## [Exercise description]
All lines of the material below that include the string "instance" are to be copied.

## [Records supplied]
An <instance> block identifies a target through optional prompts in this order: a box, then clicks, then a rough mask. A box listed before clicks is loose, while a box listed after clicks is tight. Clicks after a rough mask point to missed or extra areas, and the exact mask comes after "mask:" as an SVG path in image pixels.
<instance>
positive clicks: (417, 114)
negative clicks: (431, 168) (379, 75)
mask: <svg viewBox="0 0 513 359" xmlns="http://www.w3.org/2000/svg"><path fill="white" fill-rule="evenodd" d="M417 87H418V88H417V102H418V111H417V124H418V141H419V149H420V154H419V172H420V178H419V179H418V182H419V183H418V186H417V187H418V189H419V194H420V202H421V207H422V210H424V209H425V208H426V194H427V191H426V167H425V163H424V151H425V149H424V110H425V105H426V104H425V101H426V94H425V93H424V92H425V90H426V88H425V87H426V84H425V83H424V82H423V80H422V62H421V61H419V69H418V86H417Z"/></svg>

## [Exercise solution]
An <instance> block identifies a target through optional prompts in this order: a box, then clicks, then a rough mask. A box listed before clicks is loose, while a box listed after clicks is tight. Clicks after a rough mask point to missed or extra areas, and the exact mask comes after "mask:" as an SVG path in image pixels.
<instance>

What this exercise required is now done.